• **Work order 1**
Rewrite the speech excerpt from "I want to touch" to "for South Australia.", replacing "think tank" with "sounding board".
• **Work order 2**
Using the speech excerpt, answer:
(a) In what month and year did the Premier start the events advisory committee?
(b) How much did the Adelaide 500 inject into the state's economy in 2019?
(c) How long has it been since the events advisory committee was established?

• **Extracted text**
----------

However, we remain concerned about their low redemption rates and the fact that it was bungled from the beginning, focusing just on accommodation and not supporting travel agents and experiences. You have to wonder what the outcome might have been for this voucher scheme had it been correctly targeted and properly promoted with a broad registration of operators and businesses across the sector.
I want to touch on events because the Premier, with great acclaim, started the events advisory committee in November 2020 to supercharge the events calendar after the axing of the Adelaide 500 Supercars race. When we asked the chief executive of the SATC, Rodney Harrex, for a definition of the group's role recently in the Budget and Finance Committee, this is what he said:
The group acts as a think tank, in terms of providing a forum to share suggestions and ideas regarding additional leisure event opportunities for South Australia.
So South Australians have been asking: what is going to replace the Adelaide 500? Let us remind ourselves that in 2019 the Adelaide 500 injected $45.9 million into the state's economy and attracted more than 15,000 interstate visitors. It was a shock announcement when this Premier made the decision to cut this event. Let's be clear: this decision is still burning in the community. They are angry about the axing, and that is why Labor—agile and led by a great leader—made the decision to commit to South Australians that Supercars will be back.
It is six months since the establishment of the events advisory committee—six months—and there is not one new major event to replace the cancellation of the Adelaide 500. What was the point of this Events Advisory Group? There are some great people around that table, yet nothing has been announced.

----------

• **Data listing**
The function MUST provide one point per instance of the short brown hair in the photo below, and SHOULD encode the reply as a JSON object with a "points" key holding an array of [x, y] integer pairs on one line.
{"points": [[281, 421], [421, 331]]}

----------

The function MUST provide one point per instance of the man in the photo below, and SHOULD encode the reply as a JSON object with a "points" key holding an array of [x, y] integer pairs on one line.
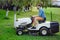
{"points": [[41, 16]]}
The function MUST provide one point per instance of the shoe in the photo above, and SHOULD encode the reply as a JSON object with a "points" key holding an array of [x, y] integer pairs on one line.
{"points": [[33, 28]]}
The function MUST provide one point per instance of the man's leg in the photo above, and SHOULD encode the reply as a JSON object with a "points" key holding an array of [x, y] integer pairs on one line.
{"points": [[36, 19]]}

----------

• **Written solution 1**
I want to touch on events because the Premier, with great acclaim, started the events advisory committee in November 2020 to supercharge the events calendar after the axing of the Adelaide 500 Supercars race. When we asked the chief executive of the SATC, Rodney Harrex, for a definition of the group's role recently in the Budget and Finance Committee, this is what he said:
The group acts as a sounding board, in terms of providing a forum to share suggestions and ideas regarding additional leisure event opportunities for South Australia.

• **Written solution 2**
(a) November 2020
(b) $45.9 million
(c) Six months